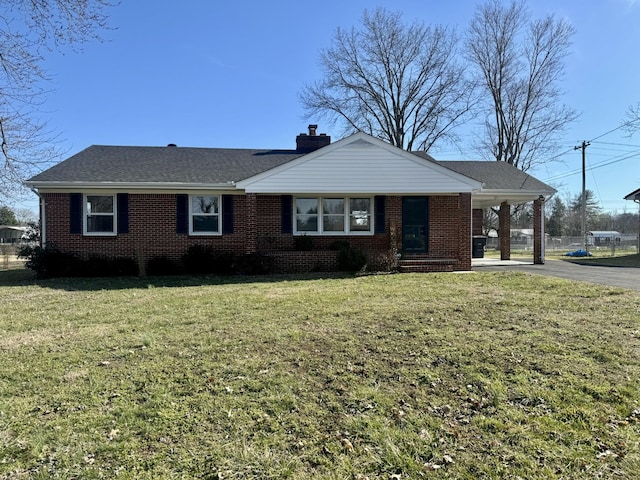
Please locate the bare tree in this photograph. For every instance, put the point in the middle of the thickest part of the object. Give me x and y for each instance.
(520, 65)
(398, 82)
(28, 30)
(632, 120)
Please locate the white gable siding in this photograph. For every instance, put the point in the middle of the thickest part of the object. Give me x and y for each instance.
(359, 167)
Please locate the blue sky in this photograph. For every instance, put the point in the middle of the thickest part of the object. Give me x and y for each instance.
(228, 74)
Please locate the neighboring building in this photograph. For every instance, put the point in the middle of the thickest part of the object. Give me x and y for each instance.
(635, 196)
(603, 238)
(144, 202)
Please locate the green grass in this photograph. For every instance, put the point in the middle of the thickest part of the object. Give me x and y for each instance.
(618, 261)
(477, 375)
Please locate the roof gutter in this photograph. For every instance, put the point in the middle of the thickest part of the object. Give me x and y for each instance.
(129, 185)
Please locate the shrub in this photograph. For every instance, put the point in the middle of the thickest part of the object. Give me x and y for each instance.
(49, 262)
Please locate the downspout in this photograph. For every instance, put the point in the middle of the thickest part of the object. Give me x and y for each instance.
(43, 218)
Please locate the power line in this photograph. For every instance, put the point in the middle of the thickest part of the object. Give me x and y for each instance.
(611, 161)
(618, 144)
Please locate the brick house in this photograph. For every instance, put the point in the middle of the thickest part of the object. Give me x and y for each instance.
(146, 202)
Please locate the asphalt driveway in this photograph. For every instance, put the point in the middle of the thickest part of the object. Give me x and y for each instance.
(624, 277)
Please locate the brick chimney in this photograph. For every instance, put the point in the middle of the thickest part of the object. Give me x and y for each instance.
(308, 143)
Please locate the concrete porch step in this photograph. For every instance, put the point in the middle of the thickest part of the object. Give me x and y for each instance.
(426, 265)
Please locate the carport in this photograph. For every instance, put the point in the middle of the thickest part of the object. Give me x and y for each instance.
(503, 186)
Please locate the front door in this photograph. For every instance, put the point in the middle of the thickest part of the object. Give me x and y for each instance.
(415, 224)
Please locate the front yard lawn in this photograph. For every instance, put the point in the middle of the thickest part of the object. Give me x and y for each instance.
(465, 376)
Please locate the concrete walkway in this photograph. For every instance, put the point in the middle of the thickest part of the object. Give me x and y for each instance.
(624, 277)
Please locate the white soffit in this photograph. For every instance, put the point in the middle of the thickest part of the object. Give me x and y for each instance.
(359, 164)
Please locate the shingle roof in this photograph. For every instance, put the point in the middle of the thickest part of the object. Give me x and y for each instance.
(100, 163)
(494, 175)
(497, 175)
(188, 165)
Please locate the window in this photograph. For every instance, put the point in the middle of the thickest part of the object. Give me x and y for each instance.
(204, 218)
(333, 216)
(100, 215)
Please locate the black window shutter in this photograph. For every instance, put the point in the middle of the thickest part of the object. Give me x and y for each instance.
(286, 213)
(123, 212)
(75, 213)
(182, 213)
(227, 214)
(379, 213)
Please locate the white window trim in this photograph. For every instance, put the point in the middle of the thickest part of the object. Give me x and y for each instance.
(85, 215)
(347, 217)
(191, 214)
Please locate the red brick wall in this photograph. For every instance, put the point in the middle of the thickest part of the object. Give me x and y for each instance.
(256, 228)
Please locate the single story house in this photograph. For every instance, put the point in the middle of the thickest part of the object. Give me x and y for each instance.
(635, 196)
(145, 202)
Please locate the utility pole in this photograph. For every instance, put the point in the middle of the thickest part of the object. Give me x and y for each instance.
(583, 147)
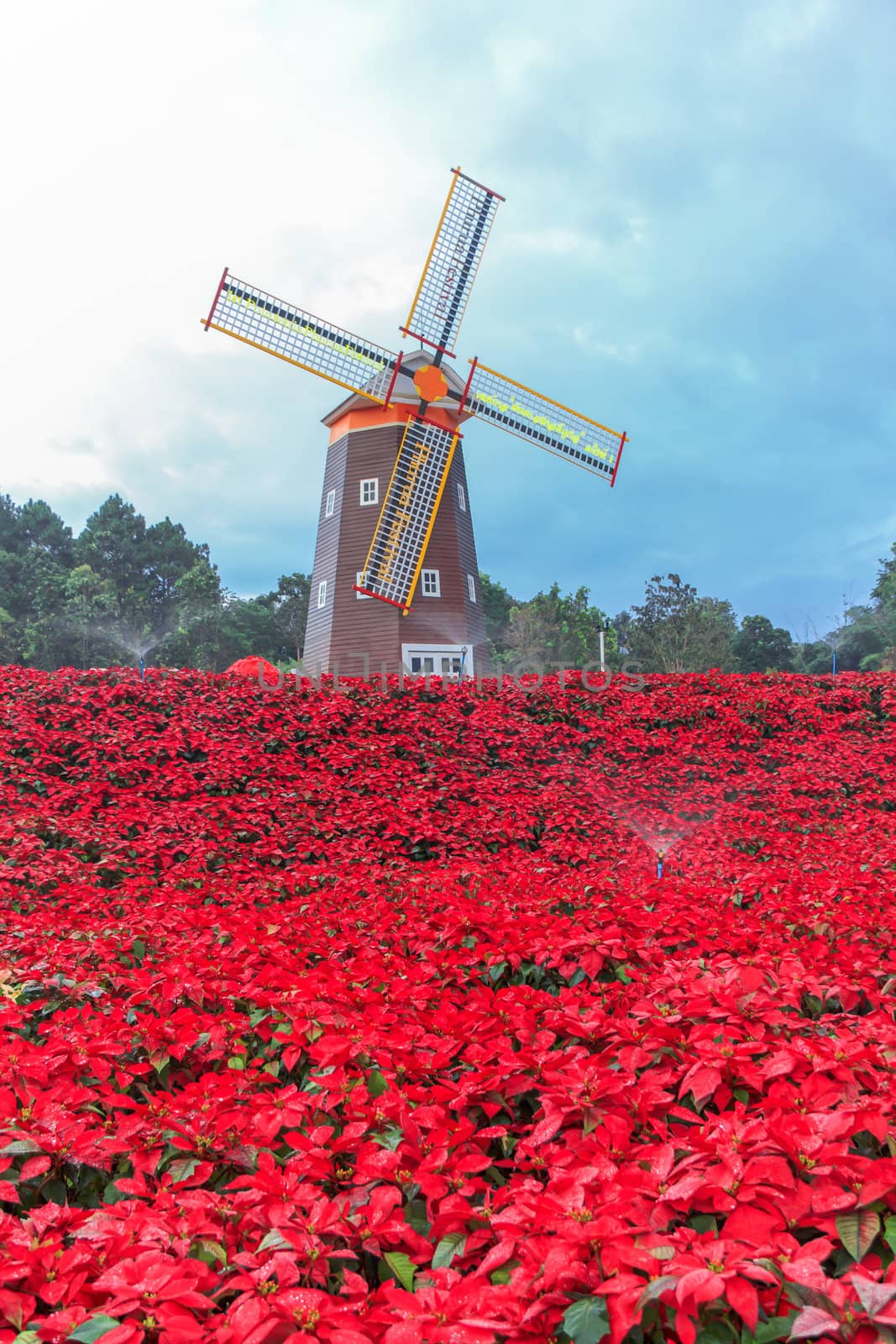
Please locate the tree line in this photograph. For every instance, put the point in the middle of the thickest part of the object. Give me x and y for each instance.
(123, 588)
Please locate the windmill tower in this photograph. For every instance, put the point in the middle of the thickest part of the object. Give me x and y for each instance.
(396, 468)
(348, 632)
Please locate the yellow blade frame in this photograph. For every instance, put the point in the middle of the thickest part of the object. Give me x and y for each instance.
(523, 412)
(291, 333)
(406, 521)
(452, 265)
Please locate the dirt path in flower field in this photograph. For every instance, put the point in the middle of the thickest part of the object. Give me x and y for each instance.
(362, 1014)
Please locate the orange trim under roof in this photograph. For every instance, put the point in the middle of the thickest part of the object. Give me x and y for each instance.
(364, 417)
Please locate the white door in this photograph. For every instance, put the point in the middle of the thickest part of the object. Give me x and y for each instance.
(443, 660)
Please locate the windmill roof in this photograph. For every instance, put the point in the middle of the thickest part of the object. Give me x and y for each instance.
(405, 390)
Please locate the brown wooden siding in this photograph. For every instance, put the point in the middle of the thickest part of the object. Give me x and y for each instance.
(358, 638)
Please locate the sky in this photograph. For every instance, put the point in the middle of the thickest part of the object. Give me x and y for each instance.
(696, 248)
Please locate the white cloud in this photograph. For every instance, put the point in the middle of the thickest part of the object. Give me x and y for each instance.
(147, 150)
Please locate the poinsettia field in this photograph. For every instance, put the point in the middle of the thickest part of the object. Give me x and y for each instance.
(362, 1014)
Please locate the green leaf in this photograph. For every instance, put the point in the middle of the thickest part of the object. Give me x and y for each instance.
(212, 1253)
(183, 1167)
(273, 1241)
(715, 1332)
(452, 1245)
(20, 1146)
(93, 1328)
(376, 1084)
(775, 1328)
(402, 1267)
(857, 1230)
(587, 1320)
(656, 1288)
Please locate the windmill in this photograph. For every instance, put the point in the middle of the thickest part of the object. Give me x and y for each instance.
(421, 402)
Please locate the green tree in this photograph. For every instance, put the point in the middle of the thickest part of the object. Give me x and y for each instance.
(497, 606)
(288, 605)
(678, 631)
(81, 632)
(199, 611)
(762, 647)
(559, 631)
(113, 543)
(248, 625)
(8, 638)
(884, 591)
(168, 557)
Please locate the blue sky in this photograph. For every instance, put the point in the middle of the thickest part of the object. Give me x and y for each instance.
(696, 246)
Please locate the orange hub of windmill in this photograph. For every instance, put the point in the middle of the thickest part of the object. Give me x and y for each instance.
(430, 383)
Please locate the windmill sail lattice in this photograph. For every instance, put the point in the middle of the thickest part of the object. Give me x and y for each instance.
(396, 553)
(542, 421)
(280, 328)
(406, 519)
(450, 269)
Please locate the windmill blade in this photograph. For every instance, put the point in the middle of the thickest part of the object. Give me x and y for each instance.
(396, 558)
(268, 323)
(453, 261)
(537, 418)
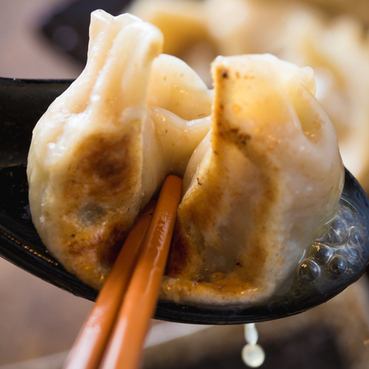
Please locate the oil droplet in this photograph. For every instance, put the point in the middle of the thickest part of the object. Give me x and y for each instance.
(253, 355)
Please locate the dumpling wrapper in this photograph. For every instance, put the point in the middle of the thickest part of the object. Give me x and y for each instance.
(337, 49)
(104, 146)
(259, 188)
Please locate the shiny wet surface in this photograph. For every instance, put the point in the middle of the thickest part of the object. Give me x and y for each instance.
(334, 261)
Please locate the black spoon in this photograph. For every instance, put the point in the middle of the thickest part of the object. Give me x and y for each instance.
(333, 262)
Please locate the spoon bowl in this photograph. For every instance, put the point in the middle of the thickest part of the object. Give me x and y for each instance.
(334, 261)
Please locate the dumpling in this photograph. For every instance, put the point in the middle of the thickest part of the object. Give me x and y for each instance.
(96, 157)
(259, 188)
(262, 172)
(337, 49)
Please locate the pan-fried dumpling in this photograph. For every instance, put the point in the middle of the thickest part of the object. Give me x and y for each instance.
(259, 188)
(103, 147)
(337, 49)
(262, 173)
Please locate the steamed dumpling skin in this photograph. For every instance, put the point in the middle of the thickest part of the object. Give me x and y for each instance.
(263, 183)
(96, 156)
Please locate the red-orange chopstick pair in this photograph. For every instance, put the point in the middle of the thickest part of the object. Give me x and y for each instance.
(114, 333)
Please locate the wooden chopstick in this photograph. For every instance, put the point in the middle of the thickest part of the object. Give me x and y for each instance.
(90, 344)
(123, 351)
(130, 292)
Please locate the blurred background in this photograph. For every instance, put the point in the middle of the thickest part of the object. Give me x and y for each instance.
(38, 320)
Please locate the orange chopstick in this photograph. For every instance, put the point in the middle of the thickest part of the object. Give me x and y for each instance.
(90, 344)
(127, 339)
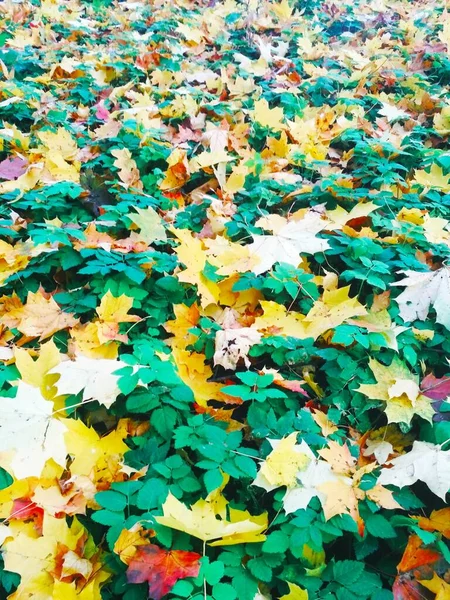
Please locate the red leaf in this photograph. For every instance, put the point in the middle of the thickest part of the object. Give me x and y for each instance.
(434, 388)
(24, 509)
(161, 568)
(12, 168)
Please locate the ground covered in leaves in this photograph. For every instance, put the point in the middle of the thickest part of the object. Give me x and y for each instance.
(225, 309)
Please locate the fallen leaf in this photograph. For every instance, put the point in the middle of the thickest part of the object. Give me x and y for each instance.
(39, 317)
(161, 568)
(295, 593)
(425, 462)
(30, 432)
(94, 376)
(424, 290)
(207, 520)
(399, 389)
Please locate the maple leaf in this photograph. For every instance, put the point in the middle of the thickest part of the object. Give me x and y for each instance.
(276, 320)
(283, 463)
(161, 568)
(339, 217)
(12, 168)
(150, 224)
(35, 372)
(295, 593)
(439, 520)
(268, 117)
(190, 253)
(59, 142)
(114, 309)
(435, 178)
(39, 317)
(438, 586)
(92, 455)
(425, 462)
(30, 432)
(207, 520)
(232, 345)
(416, 562)
(288, 242)
(53, 565)
(424, 290)
(332, 310)
(399, 388)
(129, 540)
(94, 376)
(128, 171)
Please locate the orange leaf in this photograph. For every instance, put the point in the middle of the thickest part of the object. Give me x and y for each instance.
(415, 556)
(162, 568)
(439, 521)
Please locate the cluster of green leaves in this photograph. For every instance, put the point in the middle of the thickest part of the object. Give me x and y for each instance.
(186, 449)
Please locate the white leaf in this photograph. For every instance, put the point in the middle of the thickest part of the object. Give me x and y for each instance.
(317, 473)
(392, 113)
(95, 376)
(291, 239)
(426, 462)
(380, 449)
(29, 430)
(423, 290)
(234, 344)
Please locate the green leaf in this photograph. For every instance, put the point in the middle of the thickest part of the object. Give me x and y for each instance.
(379, 526)
(347, 572)
(224, 591)
(277, 541)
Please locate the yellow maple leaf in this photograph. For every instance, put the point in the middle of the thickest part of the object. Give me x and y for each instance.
(193, 371)
(35, 372)
(332, 310)
(129, 540)
(39, 317)
(178, 170)
(438, 586)
(276, 320)
(268, 117)
(86, 340)
(341, 498)
(295, 593)
(90, 452)
(60, 142)
(190, 252)
(44, 561)
(98, 339)
(114, 309)
(435, 178)
(399, 388)
(150, 224)
(339, 216)
(229, 257)
(207, 520)
(128, 171)
(284, 462)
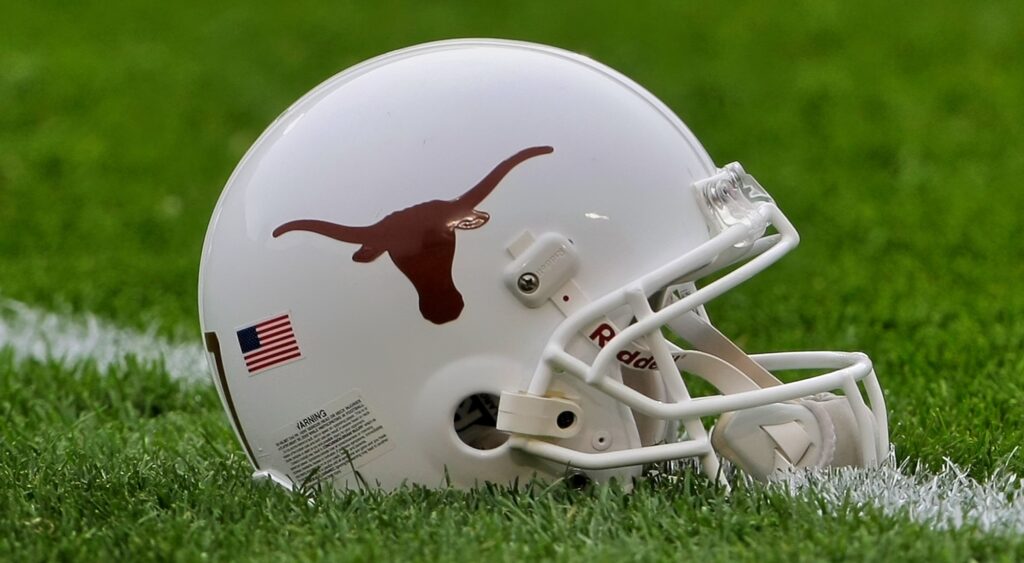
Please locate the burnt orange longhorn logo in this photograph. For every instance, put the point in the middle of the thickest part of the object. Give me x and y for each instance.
(420, 239)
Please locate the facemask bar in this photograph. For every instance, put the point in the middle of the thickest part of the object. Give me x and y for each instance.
(740, 211)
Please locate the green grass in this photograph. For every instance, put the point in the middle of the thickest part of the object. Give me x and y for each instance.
(892, 135)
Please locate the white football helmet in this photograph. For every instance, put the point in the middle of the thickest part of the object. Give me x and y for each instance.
(456, 263)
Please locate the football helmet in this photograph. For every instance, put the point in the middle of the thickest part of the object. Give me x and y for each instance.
(479, 261)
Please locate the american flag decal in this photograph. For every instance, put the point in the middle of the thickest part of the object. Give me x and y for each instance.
(268, 344)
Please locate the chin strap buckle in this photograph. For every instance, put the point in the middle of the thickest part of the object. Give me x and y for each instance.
(815, 431)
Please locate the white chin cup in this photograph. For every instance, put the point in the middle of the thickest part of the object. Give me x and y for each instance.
(815, 431)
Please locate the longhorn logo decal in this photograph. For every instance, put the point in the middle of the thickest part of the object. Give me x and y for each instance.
(420, 239)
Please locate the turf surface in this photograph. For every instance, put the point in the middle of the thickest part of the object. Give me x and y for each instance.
(892, 135)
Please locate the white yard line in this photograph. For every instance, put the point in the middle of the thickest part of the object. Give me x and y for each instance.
(947, 500)
(43, 336)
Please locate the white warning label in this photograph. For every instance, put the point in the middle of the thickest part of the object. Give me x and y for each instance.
(337, 438)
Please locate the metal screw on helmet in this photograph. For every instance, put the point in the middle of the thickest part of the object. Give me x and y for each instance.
(528, 283)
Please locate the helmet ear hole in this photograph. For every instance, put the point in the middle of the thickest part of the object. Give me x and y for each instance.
(475, 418)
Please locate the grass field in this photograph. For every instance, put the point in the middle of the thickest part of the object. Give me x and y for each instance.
(891, 133)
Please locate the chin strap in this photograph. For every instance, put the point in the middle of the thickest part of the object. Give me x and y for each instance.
(814, 431)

* What to work on: Reproduce only the lines from the line containing "Please locate the metal" to the last line of the material above, both of those lines included.

* Response:
Please locate the metal screw on helmet in this photograph. For every instance, put the point in the middle of the thickest part of the object. Give me x and y for each instance.
(528, 283)
Please locate the helmet ear hole in this photograph. For every instance, put the point in the middle of the thickest part of the object. Give me x and y for each instance.
(475, 418)
Please locate the grass field in this photograph. For every instance, put the point in the middle of the thickest part of the object. Give me x and y for each instance.
(891, 133)
Please locate the chin strap in this photograph. For every instance, put the point in the middle of the thickest part of the object. Give me x and y for each instance.
(814, 431)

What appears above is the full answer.